- **PAGE EXCERPT**:
^^^^^^^^^^^^^^^^
This week, Microsoft is raising salaries to counter inflation, New York’s plans to introduce a pay transparency law, workers are re-learning office etiquette, Goldman Sachs offers unlimited holiday, and why TikTok might be the best place to upskill.

This week two international companies announced that they would improve conditions for workers; Microsoft by increasing salaries, and Goldman Sachs by offering unlimited vacation for senior management. Meanwhile, other workers are looking to upskill, and turning to social media platform TikTok for help.


What else matters this week?

Air travel is recovering, but passengers are less likely to fly business class

Losses, layoffs and hiring freezes continue in the tech sector. Has the bubble burst?

As the return to the office continues, start-ups are flocking to co-working spaces.

Elon Musk’s bid to buy Twitter is on increasingly shaky ground.

Could the US’ House of Congress be the next group of workers to unionise?


We’ve got a full breakdown of all the top headlines you can’t miss this week.



#1. Microsoft to increase salaries for early- and mid-career workers.

Microsoft announced plans to almost double its budget for employee salaries and boost stock compensation for some employees by 25%. The move is an effort to help staff cope with the rising cost of living, and to encourage workers to stick with the company. In a competitive tech labour market, “our talent is in high demand,” said Microsoft’s Chief Executive Officer, Satya Nadella, in a staff memo. The changes at Microsoft, which has nearly 200,000 employees around the globe, will mainly benefit early and mid-career professionals, the company said.

This comes as Amazon announced increased salary ceilings in February. Should more companies raise pay to counter inflation? Read more at Bloomberg.

Photo: Anna Nekrashevich via Pexels

#2. New York pay transparency law aims to close the gender pay gap.

Employers in New York will have to specify a salary range in add job ads under a new law, and the news has been greeted with optimism from some experts. The change is expected to save job hunters’ time and streamline the employment process. It could also help address the gender pay gap.

The Pew Research Centre found that in 2020, women in the US made just 84% of what men earned. It is hoped that making salaries public will help candidates see in advance if they are being offered a fair rate compared with the competition, regardless of their gender.

Read more at Forbes.

Photo: Benjamin Gremler via Unsplash

#3. How returning to the office means re-learning work etiquette.

After the widespread switch to remote work during the pandemic, returning to the office can feel like a huge adjustment. For some workers, so much time has passed since they were at the office full-time, that work etiquette may have completely transformed.

Are more Zoom-style casual clothes acceptable in real-life meetings? Is it ok to use the work microwaving to heat up a particularly pungent lunch? Luckily, experts are on hand with the answers. Read more at The Guardian.

Photo: Sigmund via Unsplash

#4. Goldman Sachs to offer unlimited holiday, but only for senior staff.

Goldman Sachs has said it will offer unlimited paid time off under new flexible vacation plans. However, the perk will only be available to senior management – junior bankers will still get a fixed number of holiday days. In the past, the investment bank has been criticised for overworking employees, leaving some experts wondering if the new policy will work in practice. After all, unlimited paid time off sounds great on paper, but what if you have too much work to take a break?

The company has planned more changes, including banning work from Friday evening to Sunday morning, and automating more tasks to free up junior staff.

Read more on the BBC.

Photo: Pixabay via Pexels

#5. Want to improve your spreadsheet skills? Try TikTok.

Workers trying to nail a complex spreadsheet formula or iron out formatting creases may not think of turning to social media. However, so-called Excel influencers are a force to be reckoned with.

On video-sharing platform TikTok, content creators who share their best tips for the spreadsheet software are racking up millions of views. They are also offering genuine help. Studies have shown that there is an urgent need for workers to upskill, and many workers also want to add new skills to their portfolio. As micro-learning – meaning short bursts of educational content that can be rewatched – offers a practical way to do this, making sites like TikTok ideal.
^^^^^^^^^^^^^^^^
- **EXERCISE REQUIREMENTS**:
[1] Please reproduce the workplace news roundup word for word, starting at "Photo: Pixabay via" and ending at "like TikTok ideal.".
[2] Name every news outlet that the workplace news roundup sends readers to for more on its stories.

- **PROVIDED DATA**:
^^^^^^^^^^^^^^^^
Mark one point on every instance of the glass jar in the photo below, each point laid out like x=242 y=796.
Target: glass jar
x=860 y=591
^^^^^^^^^^^^^^^^
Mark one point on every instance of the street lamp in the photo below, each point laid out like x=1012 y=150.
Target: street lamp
^^^^^^^^^^^^^^^^
- **RESULTS**:
[1]
Photo: Pixabay via Pexels

#5. Want to improve your spreadsheet skills? Try TikTok.

Workers trying to nail a complex spreadsheet formula or iron out formatting creases may not think of turning to social media. However, so-called Excel influencers are a force to be reckoned with.

On video-sharing platform TikTok, content creators who share their best tips for the spreadsheet software are racking up millions of views. They are also offering genuine help. Studies have shown that there is an urgent need for workers to upskill, and many workers also want to add new skills to their portfolio. As micro-learning – meaning short bursts of educational content that can be rewatched – offers a practical way to do this, making sites like TikTok ideal.

[2] Bloomberg, Forbes, The Guardian, the BBC